Description of the task ▸ Print the data once more, exactly as supplied.

(Entries supplied begins)

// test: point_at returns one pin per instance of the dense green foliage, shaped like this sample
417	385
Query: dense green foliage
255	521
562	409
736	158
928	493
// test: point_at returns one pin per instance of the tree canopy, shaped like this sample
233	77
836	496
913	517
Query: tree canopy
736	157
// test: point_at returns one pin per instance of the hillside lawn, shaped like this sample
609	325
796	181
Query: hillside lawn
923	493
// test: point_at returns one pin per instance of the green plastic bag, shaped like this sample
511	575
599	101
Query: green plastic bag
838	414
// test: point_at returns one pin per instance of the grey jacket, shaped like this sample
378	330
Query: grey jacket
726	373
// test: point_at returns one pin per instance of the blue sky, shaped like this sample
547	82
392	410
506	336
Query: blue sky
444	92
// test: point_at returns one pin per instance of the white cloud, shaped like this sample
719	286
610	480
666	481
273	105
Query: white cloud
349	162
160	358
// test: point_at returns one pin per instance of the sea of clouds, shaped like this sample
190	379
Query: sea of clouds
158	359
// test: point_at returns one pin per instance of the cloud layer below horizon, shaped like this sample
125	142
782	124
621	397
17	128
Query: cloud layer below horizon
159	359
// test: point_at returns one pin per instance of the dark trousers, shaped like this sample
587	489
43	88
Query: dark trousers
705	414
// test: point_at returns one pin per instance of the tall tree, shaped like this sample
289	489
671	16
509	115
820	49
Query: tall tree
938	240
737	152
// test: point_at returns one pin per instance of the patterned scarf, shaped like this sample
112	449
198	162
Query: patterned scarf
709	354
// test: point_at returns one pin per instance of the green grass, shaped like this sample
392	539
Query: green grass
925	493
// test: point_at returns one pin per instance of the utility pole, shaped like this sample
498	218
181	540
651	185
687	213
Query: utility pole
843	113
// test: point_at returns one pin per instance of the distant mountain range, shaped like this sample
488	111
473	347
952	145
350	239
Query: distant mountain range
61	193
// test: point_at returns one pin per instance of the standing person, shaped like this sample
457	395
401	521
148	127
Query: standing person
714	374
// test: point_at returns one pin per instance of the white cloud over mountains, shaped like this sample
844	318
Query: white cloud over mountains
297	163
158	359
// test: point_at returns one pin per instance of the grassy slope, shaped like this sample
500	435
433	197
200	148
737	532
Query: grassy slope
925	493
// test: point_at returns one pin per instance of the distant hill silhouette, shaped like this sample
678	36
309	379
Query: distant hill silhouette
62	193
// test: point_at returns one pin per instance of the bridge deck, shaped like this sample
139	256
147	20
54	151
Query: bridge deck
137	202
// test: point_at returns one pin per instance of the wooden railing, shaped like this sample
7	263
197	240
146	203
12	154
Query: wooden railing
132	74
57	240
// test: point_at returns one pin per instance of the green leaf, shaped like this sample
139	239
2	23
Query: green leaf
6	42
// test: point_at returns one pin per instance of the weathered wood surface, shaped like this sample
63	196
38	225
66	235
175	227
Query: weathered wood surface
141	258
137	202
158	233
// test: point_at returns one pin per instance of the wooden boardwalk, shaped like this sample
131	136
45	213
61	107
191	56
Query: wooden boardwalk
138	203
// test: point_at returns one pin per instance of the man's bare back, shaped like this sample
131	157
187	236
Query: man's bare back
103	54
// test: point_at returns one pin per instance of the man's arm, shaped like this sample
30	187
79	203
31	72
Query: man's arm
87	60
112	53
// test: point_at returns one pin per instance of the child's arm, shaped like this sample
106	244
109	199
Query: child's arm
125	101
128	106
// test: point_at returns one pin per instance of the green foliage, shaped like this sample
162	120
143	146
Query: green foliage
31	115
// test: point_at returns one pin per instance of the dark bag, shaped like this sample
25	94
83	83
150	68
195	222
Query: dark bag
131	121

(Entries supplied ends)

Answer space ▸
// test: point_at returns one pin per instance of the dense green foliage, shaped like this sample
417	385
Query: dense green foliage
255	521
562	409
736	158
928	493
// test: point_at returns one pin per instance of the tree canopy, shaped like this sample
233	77
836	496
913	517
Query: tree canopy
736	157
// test: point_at returns one pin per instance of the hillside lawn, shaped like this sample
609	325
796	181
Query: hillside lawn
923	493
// test: point_at returns one pin per instance of the green plastic bag, shaped like this sample
511	575
599	101
Query: green plastic bag
838	414
// test: point_at returns one pin per instance of the grey jacket, shaped like this sample
378	330
Query: grey jacket
726	373
// test: point_at returns one pin per instance of the blue sky, shaped like this sample
547	82
392	410
506	336
Query: blue sky
444	92
// test: point_at returns one pin per instance of the white cloud, shaped like this sample
719	286
610	480
666	481
273	105
Query: white cloud
349	162
160	358
// test: point_at returns one pin per instance of the sea of clouds, shaped like this sample
190	379
Query: sea of clouds
158	359
// test: point_at returns one pin per instance of the cloud layer below horizon, shaped like this sample
125	142
782	124
621	397
17	128
Query: cloud layer below horizon
159	359
// test: point_at returns one pin per instance of the dark trousers, shaped like this sample
587	489
43	88
Query: dark trousers
705	414
// test: point_at returns one pin per instance of the tall tree, shaped like this sample
289	489
671	16
509	115
820	49
Query: tall tree
938	240
737	152
// test: point_at returns one pin per instance of the patterned scarf, shaped like this sample
112	449
198	162
Query: patterned scarf
709	354
// test: point_at returns one pin per instance of the green grass, shaped like this sample
392	539
Query: green grass
925	493
// test: point_at returns one pin per instance of the utility pole, shaped like this sample
498	218
181	540
651	185
687	213
Query: utility pole
843	113
// test: point_at returns one pin per instance of the distant mountain range, shaped like this sample
488	111
473	347
952	145
350	239
Query: distant mountain range
61	193
// test: point_at returns one pin per instance of the standing person, shaped like this sample
457	395
401	521
148	127
Query: standing person
714	374
// test: point_at returns one pin per instance of the white cloud over mountains, shaped like this sample
844	318
Query: white cloud over mountains
297	163
158	359
// test: point_at returns one pin per instance of the grassy slope, shaped like this sample
500	435
433	197
200	148
737	532
Query: grassy slope
925	493
// test: point_at returns one pin per instance of the distant hill silhouette, shaped like this sample
678	36
309	379
Query: distant hill silhouette
62	193
// test: point_at returns one pin per instance of the bridge deck, shaped like this sample
139	256
147	20
54	151
Query: bridge deck
137	202
// test: point_at returns one pin per instance of the wooden railing, shaped like this sample
7	263
197	240
146	203
12	154
Query: wooden railing
132	74
57	240
// test: point_at returns one pin per instance of the green leaf, shaped like this sample
139	239
2	23
Query: green leaf
6	42
// test: point_at returns one pin per instance of the weathered wood surface, shaped like this sample
63	196
38	225
66	235
175	227
Query: weathered wood surface
141	258
137	202
158	233
// test: point_at returns one pin per instance of the wooden boardwalk, shaped like this sample
131	136
45	213
61	107
191	56
Query: wooden boardwalk
138	203
// test: point_at returns one pin per instance of the man's bare back, shaped like this sample
131	157
187	236
Query: man's bare back
103	54
// test: point_at returns one pin per instance of the man's arm, shaped like this sample
30	187
79	203
31	72
Query: man's arm
87	60
112	53
// test: point_at returns one pin per instance of the child's arm, shaped like this sample
106	244
109	199
Query: child's arm
125	101
128	106
// test: point_at returns one pin per instance of the green foliage, shaped like this sample
162	120
143	146
Query: green foliage
31	115
// test: point_at returns one pin per instance of the dark bag, shaped like this sample
25	94
83	83
150	68
195	222
Query: dark bag
131	121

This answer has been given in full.